# YOUR ASSIGNMENT
Images should be left out, and everything else in the listing reproduced exactly.

-- RECORDS TO USE follows --

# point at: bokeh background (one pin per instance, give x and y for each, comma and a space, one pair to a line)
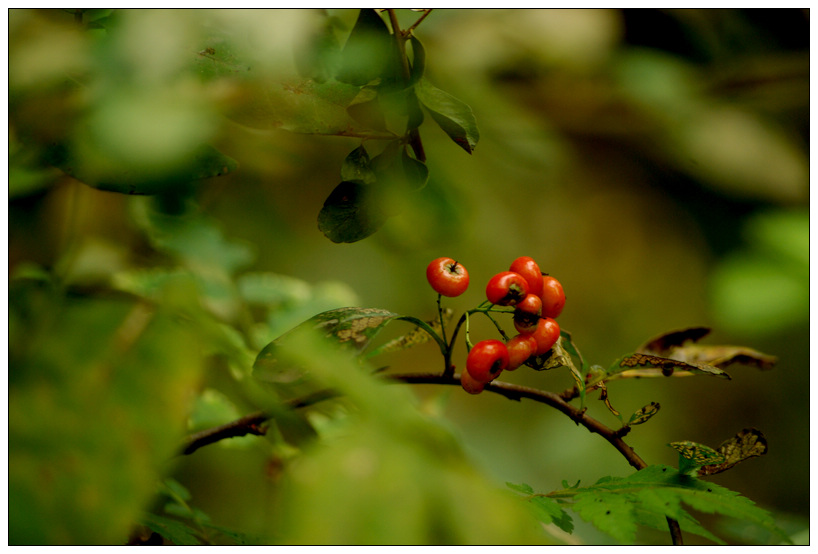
654, 161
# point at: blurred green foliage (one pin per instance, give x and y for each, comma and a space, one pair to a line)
655, 161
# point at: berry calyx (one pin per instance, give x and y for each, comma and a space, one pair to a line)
520, 349
506, 288
470, 385
486, 360
528, 268
447, 277
546, 334
527, 313
553, 297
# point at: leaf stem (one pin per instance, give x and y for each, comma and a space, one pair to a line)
413, 135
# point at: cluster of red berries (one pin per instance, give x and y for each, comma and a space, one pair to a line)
537, 300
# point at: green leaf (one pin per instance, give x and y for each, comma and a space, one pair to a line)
175, 531
418, 60
393, 476
453, 116
320, 56
357, 166
416, 336
351, 212
368, 51
616, 505
611, 512
347, 329
523, 488
677, 345
692, 455
550, 511
643, 414
203, 162
98, 395
664, 367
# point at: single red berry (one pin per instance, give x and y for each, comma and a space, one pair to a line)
546, 335
470, 385
447, 277
506, 288
520, 348
486, 360
528, 268
527, 313
553, 297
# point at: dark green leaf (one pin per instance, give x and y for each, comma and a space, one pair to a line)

-- RECORDS TO USE concluded --

# OUTPUT OF THE TASK
# point at: bokeh background (one pin per instance, give x and y for each, comma and a space, one pair to a line)
654, 161
# point at: blurred green foliage (one pin per instance, give x and y for each, comma and a space, one pair to a line)
655, 161
# point at: berry calyx (one pin per instance, give x and y for each, comma and a space, one pair to a line)
520, 349
506, 288
470, 385
486, 360
528, 268
447, 277
546, 334
527, 313
553, 297
# point at: leaf stem (one pin per instance, give x and y for each, comma and a space, one pair to a line)
413, 135
# point at: cluster of red berries (one pin per instance, give x and y for each, comma and a space, one pair to a line)
537, 300
# point at: green leaf (one pin per instance, give x and y for each, comma and a space, one pair to a line)
175, 531
418, 60
393, 476
453, 116
320, 56
357, 166
416, 336
351, 212
368, 51
616, 505
611, 512
347, 329
523, 488
677, 345
692, 455
550, 511
643, 414
203, 162
98, 395
664, 367
# point at: single red berry (one pin per instance, give x and y for each, comma and a space, one pair to a line)
546, 335
470, 385
447, 277
506, 288
520, 348
486, 360
528, 268
527, 313
553, 297
# point at: dark green leaf (one pin per instance, give x and y for each, comma and a space, one pair to a line)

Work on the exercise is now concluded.